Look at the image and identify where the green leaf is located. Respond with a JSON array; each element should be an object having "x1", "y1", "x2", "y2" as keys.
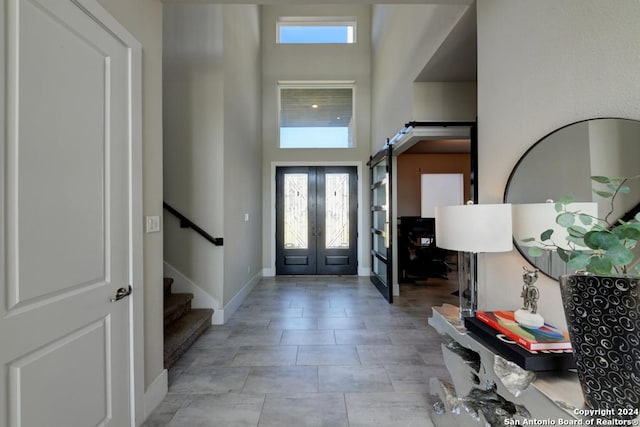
[
  {"x1": 557, "y1": 195, "x2": 575, "y2": 205},
  {"x1": 603, "y1": 245, "x2": 634, "y2": 266},
  {"x1": 584, "y1": 230, "x2": 620, "y2": 250},
  {"x1": 557, "y1": 213, "x2": 575, "y2": 227},
  {"x1": 635, "y1": 212, "x2": 640, "y2": 222},
  {"x1": 634, "y1": 264, "x2": 640, "y2": 275},
  {"x1": 567, "y1": 226, "x2": 587, "y2": 238},
  {"x1": 566, "y1": 235, "x2": 586, "y2": 247},
  {"x1": 528, "y1": 247, "x2": 544, "y2": 258},
  {"x1": 591, "y1": 176, "x2": 611, "y2": 184},
  {"x1": 578, "y1": 214, "x2": 593, "y2": 226},
  {"x1": 587, "y1": 257, "x2": 614, "y2": 275},
  {"x1": 557, "y1": 247, "x2": 570, "y2": 262},
  {"x1": 567, "y1": 252, "x2": 591, "y2": 269},
  {"x1": 617, "y1": 185, "x2": 631, "y2": 194},
  {"x1": 612, "y1": 224, "x2": 640, "y2": 241},
  {"x1": 521, "y1": 237, "x2": 536, "y2": 243},
  {"x1": 554, "y1": 202, "x2": 563, "y2": 213},
  {"x1": 540, "y1": 229, "x2": 554, "y2": 241},
  {"x1": 593, "y1": 190, "x2": 614, "y2": 198}
]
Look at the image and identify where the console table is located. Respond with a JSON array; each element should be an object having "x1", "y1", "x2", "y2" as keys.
[{"x1": 428, "y1": 304, "x2": 587, "y2": 426}]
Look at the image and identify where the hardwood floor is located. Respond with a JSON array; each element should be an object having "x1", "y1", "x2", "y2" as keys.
[{"x1": 144, "y1": 274, "x2": 459, "y2": 427}]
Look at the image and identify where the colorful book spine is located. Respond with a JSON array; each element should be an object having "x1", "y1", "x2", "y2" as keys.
[{"x1": 475, "y1": 310, "x2": 572, "y2": 351}]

----------------

[Assignment] Only the lines from the one containing "Look at the image and identify where the hardwood" through the end of the listing should be copied, and they should be copied exactly.

[Task answer]
Look at the image and identify where the hardwood floor is located. Respond with a JSON array; each element should be an object having "x1", "y1", "x2", "y2" as keys.
[{"x1": 144, "y1": 274, "x2": 459, "y2": 427}]
Look at the image and identify where the colorful book spine is located. Respond with a JSON array; each element should be an object having "x1", "y1", "x2", "y2" as keys.
[{"x1": 475, "y1": 310, "x2": 572, "y2": 351}]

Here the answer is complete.